EXCERPTED TEXT ▸
A few days ago, Amazon announced the availability of a new set of automatic model tuning capabilities in the AWS SageMaker platform. Specifically, the new releases focuses on tuning and optimizing hyperparameters associated with SageMaker models. The release constitutes a powerful addition in order to streamline the adoption of SageMaker within the data science community. With the new hyperparameter tuning and model optimization capabilities, SageMaker joins a new group of platforms that are entering the market trying to solve this notorious challenge in deep learning applications.
Building deep learning solutions in the real world is a process of constant experimentation and optimization. Differently from any other type of software application, deep learning applications don’t have a linear lifecycle based on the fact that models need to constantly refined, optimized and tested.
What are Hyperparameters?
Among the possible optimizations in a deep learning model, none plays a more prominent role that the tuning of hyperparameters. Conceptually, hyperparameters are variables that, while external to the model, influence its behavior and knowledge. A mid-size deep learning model, can be influenced by many hyperparameters including some of the following:
· Learning Rate: The mother of all hyperparameters, the learning rate quantifies the learning progress of a model in a way that can be used to optimize its capacity.

DATASET EXTRACT ▸
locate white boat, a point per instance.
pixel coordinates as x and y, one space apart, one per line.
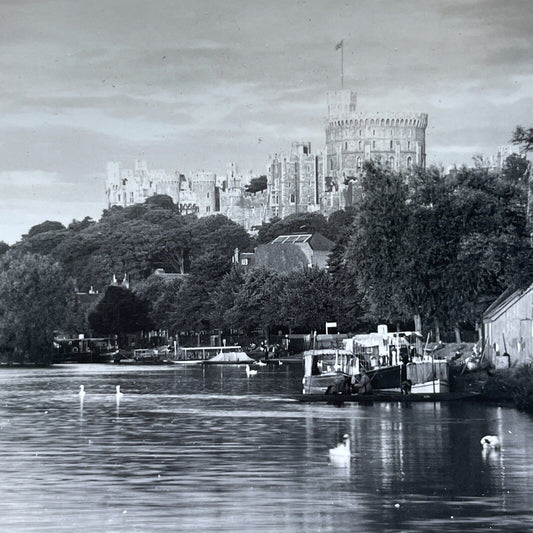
211 355
327 367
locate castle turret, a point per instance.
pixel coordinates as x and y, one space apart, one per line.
397 138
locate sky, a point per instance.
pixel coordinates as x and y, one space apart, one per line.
193 85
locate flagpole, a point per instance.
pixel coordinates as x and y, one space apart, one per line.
342 66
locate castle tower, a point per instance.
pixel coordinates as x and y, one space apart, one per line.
352 137
204 189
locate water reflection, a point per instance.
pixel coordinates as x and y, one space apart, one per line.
208 449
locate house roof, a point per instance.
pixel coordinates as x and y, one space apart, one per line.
504 302
316 241
292 239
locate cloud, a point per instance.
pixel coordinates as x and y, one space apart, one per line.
195 84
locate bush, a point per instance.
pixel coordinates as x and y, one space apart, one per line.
512 384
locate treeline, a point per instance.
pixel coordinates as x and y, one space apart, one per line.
427 248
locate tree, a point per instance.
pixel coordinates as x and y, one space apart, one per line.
120 311
515 168
4 247
524 137
375 251
309 300
34 297
258 303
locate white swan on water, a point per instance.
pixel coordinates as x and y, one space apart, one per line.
343 449
340 456
118 394
490 442
250 372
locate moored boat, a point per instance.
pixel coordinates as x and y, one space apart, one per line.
211 355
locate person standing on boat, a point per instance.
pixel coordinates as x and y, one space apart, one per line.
363 384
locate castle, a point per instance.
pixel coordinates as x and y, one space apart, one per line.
297 181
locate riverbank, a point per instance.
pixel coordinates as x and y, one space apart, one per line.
511 385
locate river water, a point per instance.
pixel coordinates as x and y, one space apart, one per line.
209 449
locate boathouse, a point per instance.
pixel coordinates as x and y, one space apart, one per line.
508 328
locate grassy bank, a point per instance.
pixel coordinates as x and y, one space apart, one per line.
511 384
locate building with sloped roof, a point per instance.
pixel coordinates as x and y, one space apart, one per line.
508 326
287 253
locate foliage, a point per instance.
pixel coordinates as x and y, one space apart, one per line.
515 168
120 311
523 137
257 303
441 248
34 299
514 384
308 300
4 247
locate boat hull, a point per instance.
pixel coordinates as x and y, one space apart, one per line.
383 397
386 377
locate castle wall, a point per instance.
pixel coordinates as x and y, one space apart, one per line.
397 138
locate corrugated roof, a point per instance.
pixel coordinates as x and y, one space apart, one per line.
316 241
504 301
297 238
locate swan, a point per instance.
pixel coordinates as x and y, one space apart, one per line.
250 372
342 450
118 394
490 442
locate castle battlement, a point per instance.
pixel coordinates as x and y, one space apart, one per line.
378 119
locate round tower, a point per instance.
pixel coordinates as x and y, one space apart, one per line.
398 139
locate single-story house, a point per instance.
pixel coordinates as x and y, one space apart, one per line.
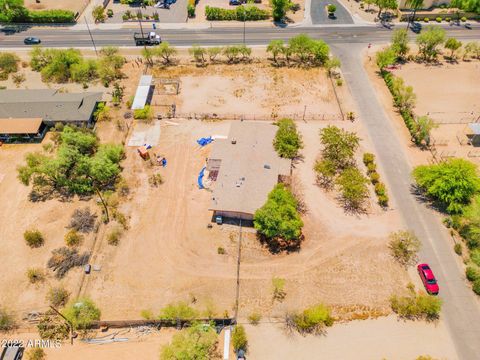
20 111
245 168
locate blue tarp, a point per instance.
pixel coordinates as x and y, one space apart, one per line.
200 178
204 141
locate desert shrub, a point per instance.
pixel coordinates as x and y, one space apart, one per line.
457 248
368 158
58 296
36 354
7 321
353 188
155 180
475 256
147 314
254 318
34 238
63 259
196 342
179 310
287 140
374 177
143 114
416 305
239 338
310 320
73 238
82 220
8 64
114 236
35 275
472 273
404 246
81 313
52 327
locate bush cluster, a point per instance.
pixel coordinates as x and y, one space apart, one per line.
416 305
241 13
310 320
380 189
287 140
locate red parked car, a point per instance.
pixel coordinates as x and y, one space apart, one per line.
428 279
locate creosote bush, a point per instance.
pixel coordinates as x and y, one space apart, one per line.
34 238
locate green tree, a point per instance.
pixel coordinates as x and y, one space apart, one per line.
279 9
287 140
385 5
353 188
196 342
339 146
198 54
98 14
385 58
8 64
423 127
414 5
166 52
428 42
239 338
400 43
81 313
279 217
275 47
404 246
452 183
453 45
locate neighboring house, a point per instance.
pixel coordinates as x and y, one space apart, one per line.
20 111
427 4
245 168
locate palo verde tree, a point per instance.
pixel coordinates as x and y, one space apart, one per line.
287 140
80 166
452 183
429 41
279 219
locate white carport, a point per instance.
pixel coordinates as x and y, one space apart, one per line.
143 90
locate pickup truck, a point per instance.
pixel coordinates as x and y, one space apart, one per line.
150 38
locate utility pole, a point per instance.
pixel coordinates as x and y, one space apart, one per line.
91 37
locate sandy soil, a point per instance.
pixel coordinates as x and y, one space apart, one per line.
255 90
447 93
73 5
19 214
385 338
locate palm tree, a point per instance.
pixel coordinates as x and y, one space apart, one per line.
415 5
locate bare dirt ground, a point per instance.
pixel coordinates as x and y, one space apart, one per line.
253 90
19 214
448 94
384 338
73 5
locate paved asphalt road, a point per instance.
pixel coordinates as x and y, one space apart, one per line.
320 16
461 306
66 37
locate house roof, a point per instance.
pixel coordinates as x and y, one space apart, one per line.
48 104
249 168
20 126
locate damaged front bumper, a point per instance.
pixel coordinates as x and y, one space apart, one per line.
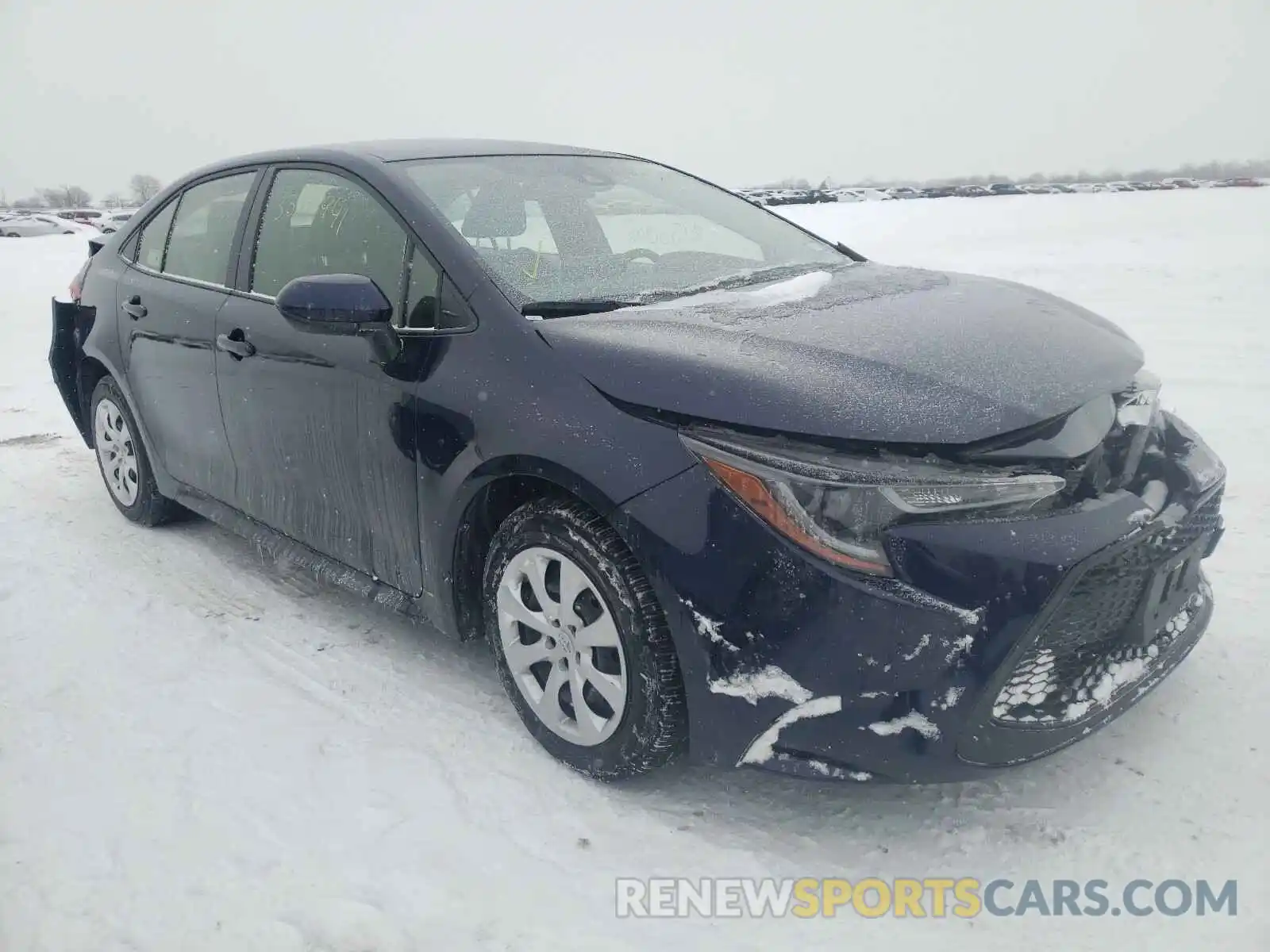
1000 641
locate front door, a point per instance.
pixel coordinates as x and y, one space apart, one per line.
168 300
313 420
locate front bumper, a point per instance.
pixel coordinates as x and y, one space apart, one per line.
999 641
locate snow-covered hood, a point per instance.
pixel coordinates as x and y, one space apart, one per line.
869 352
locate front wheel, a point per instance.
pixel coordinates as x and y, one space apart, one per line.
581 643
122 459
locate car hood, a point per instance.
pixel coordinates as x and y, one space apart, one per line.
863 353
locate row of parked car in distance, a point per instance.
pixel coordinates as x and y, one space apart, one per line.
808 196
25 222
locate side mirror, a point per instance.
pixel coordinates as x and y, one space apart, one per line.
334 302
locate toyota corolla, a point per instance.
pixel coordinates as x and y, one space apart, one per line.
705 482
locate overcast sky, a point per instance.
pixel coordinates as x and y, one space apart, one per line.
94 90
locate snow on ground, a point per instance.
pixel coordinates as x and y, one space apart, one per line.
201 752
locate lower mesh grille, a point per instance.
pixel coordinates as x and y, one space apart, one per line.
1106 596
1048 689
1079 660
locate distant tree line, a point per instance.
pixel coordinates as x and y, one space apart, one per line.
1195 171
141 187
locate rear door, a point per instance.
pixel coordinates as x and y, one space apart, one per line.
314 422
168 298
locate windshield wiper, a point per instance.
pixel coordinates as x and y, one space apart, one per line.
567 309
757 276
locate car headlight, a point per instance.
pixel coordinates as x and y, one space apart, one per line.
838 507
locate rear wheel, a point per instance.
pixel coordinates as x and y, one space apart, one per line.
581 643
122 459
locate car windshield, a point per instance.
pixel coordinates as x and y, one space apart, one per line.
587 228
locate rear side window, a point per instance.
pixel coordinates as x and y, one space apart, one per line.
317 222
154 239
203 230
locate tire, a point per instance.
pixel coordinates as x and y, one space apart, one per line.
633 659
122 459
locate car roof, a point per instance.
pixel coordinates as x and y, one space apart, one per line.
394 150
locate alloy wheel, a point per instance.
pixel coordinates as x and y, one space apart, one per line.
116 452
562 647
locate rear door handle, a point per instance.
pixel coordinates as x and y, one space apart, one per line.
235 346
137 310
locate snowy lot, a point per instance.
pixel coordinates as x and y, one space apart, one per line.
198 752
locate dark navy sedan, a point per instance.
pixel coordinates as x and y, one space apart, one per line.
706 482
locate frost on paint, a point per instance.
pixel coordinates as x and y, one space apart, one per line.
766 682
914 720
761 750
921 647
837 772
709 628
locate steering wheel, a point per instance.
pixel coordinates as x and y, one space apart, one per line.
637 253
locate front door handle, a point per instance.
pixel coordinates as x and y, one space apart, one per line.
235 344
137 310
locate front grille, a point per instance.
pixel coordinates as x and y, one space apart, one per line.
1077 655
1052 689
1103 602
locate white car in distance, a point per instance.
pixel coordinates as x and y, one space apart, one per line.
35 225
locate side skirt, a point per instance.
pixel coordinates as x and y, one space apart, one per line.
286 550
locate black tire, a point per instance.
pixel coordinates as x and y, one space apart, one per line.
653 729
149 508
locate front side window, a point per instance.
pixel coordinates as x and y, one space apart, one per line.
154 238
578 228
317 222
423 295
202 235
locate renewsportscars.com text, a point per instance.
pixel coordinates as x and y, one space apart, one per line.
963 898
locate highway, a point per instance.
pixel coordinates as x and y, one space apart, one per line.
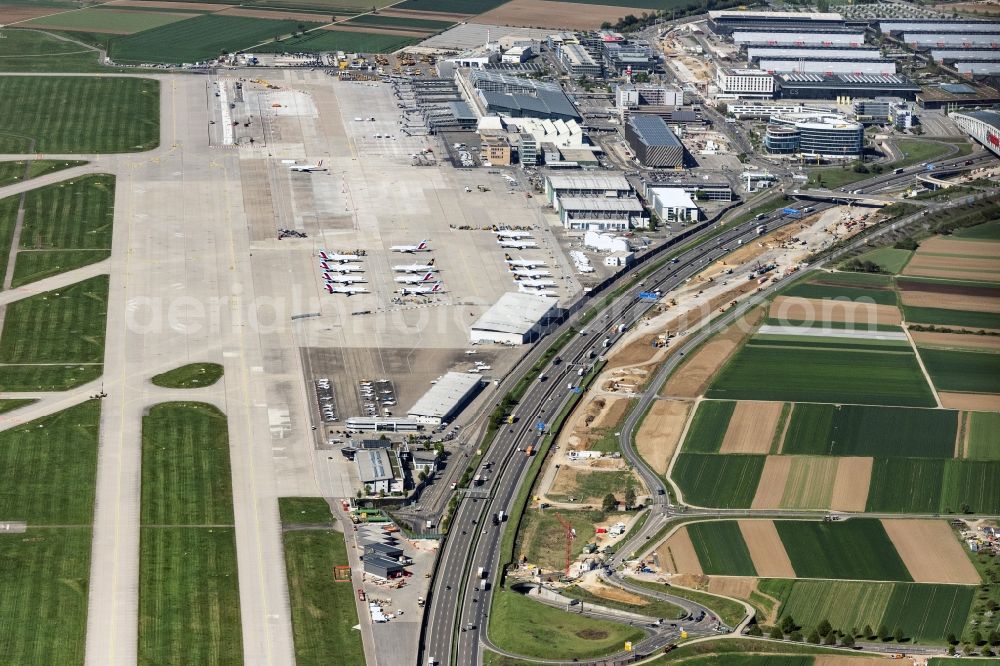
473 540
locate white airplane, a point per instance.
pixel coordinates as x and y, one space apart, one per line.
420 247
341 268
436 288
343 279
538 284
416 268
415 279
308 168
512 233
530 273
518 244
345 289
521 262
339 258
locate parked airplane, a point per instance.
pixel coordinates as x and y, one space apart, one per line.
420 247
521 262
348 290
339 258
308 168
415 279
436 288
518 244
512 233
530 272
343 279
416 268
341 268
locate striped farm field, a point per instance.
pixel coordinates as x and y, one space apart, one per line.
725 481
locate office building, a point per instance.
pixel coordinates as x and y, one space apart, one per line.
744 83
983 126
653 143
815 134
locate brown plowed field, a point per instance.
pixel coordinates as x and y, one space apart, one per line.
956 340
276 14
850 489
677 554
660 432
794 308
931 552
974 402
771 486
546 14
691 379
751 428
766 549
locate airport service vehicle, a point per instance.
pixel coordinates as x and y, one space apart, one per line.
521 262
308 168
347 290
415 290
334 267
419 247
343 279
415 268
415 279
337 257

ASSIGNMENT 1 ▸
Transcribe the passage of the SageMaker article starting at "A few days ago, Amazon" and ending at "deep learning applications.".
ASSIGNMENT 2 ▸
Decide whether each statement agrees with the SageMaker article. Answer yes or no, and quote the words from the article that decide it.
(a) The new SageMaker releases center on tuning and optimizing hyperparameters.
(b) Deep learning applications follow a linear lifecycle.
(c) Hyperparameters are variables internal to the model.
ASSIGNMENT 3 ▸
What does the SageMaker article call the learning rate?

PROBLEM SOLUTION 1 ▸
A few days ago, Amazon announced the availability of a new set of automatic model tuning capabilities in the AWS SageMaker platform. Specifically, the new releases focuses on tuning and optimizing hyperparameters associated with SageMaker models. The release constitutes a powerful addition in order to streamline the adoption of SageMaker within the data science community. With the new hyperparameter tuning and model optimization capabilities, SageMaker joins a new group of platforms that are entering the market trying to solve this notorious challenge in deep learning applications.

PROBLEM SOLUTION 2 ▸
(a) Yes: "the new releases focuses on tuning and optimizing hyperparameters associated with SageMaker models"
(b) No: "deep learning applications don’t have a linear lifecycle"
(c) No: "hyperparameters are variables that, while external to the model, influence its behavior and knowledge"

PROBLEM SOLUTION 3 ▸
The mother of all hyperparameters.